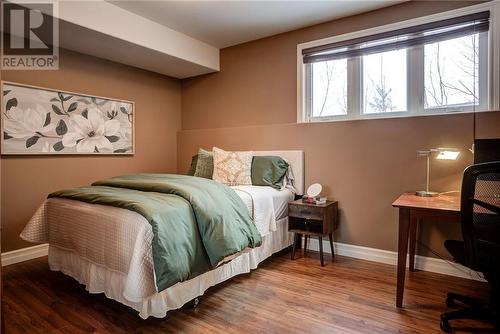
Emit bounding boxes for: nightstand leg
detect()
[328,233,335,262]
[304,234,309,257]
[292,233,297,260]
[318,237,325,267]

▸ **What the task asks**:
Pick out each line of the material that contains the word "Emit", and copy those lines.

▸ **The answer**:
Emit bounding boxes for: nightstand leg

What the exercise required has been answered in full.